[Dataset rows]
•••••
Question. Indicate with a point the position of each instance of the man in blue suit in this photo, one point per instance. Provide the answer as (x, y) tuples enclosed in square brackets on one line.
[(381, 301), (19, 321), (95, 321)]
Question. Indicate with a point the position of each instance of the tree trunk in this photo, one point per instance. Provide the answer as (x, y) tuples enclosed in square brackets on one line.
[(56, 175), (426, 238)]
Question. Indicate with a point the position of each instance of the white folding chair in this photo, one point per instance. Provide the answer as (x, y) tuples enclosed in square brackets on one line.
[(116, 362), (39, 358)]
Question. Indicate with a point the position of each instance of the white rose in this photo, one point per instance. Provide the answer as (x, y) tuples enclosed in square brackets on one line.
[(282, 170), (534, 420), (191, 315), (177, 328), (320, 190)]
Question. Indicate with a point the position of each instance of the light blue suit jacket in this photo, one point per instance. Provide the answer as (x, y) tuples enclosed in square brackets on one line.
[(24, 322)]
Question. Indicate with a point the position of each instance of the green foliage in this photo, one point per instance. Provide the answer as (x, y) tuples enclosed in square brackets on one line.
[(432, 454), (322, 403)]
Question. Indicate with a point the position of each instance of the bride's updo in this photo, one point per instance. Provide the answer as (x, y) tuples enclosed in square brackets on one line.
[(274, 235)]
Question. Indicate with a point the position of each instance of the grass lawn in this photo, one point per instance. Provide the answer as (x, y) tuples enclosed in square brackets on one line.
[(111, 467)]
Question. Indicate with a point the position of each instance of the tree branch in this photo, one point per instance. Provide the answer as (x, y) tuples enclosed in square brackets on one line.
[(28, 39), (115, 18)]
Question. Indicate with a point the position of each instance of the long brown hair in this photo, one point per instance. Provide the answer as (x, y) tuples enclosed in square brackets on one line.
•••••
Problem to solve: Print the lines of the listing above without any changes, from the line containing "the white rose" through the final line of the listing, with both ends included.

Expected answer:
Question. Indicate with a point the position of each instance of the white rose in this photo, one point per instance. Provide the answer as (x, y) tuples enclosed in square brackets on one line.
[(282, 170), (534, 420), (191, 315), (177, 328), (320, 190)]
Question. Indicate with a point the position of each instance of the light blue suit jacket in this photo, one point per instance. Provide the answer as (x, y) tuples enclosed in square brackets on one line.
[(24, 322)]
Question. Indicate with a point the position of each instance of the green foliage in this photo, one point per instance. Provide the answer as (x, y) tuples enclosed in square brackets on one line.
[(432, 454), (322, 403)]
Question. Indicate with a point the position of each instance of the bride's updo in this photo, one point per instance. Provide the answer as (x, y) tuples enclosed in square brackets on one line.
[(274, 235)]
Question. Indicate with a point the position of each instance of the grass lawn in this photo, one point per instance. Provide the answer as (x, y) tuples enclosed in square brackets on one line.
[(111, 467)]
Question. Indicate with a point the position of each instance of the tree branch in this photo, one point per instance. Provide the answer as (x, y) tuples enclosed in square brackets on one line.
[(28, 39), (115, 18)]
Question. Indicate with a point the position of each instance of the long brown hair in this photo, one point per instance. Provide the answer as (x, y) tuples enclosed in square brackets on one line.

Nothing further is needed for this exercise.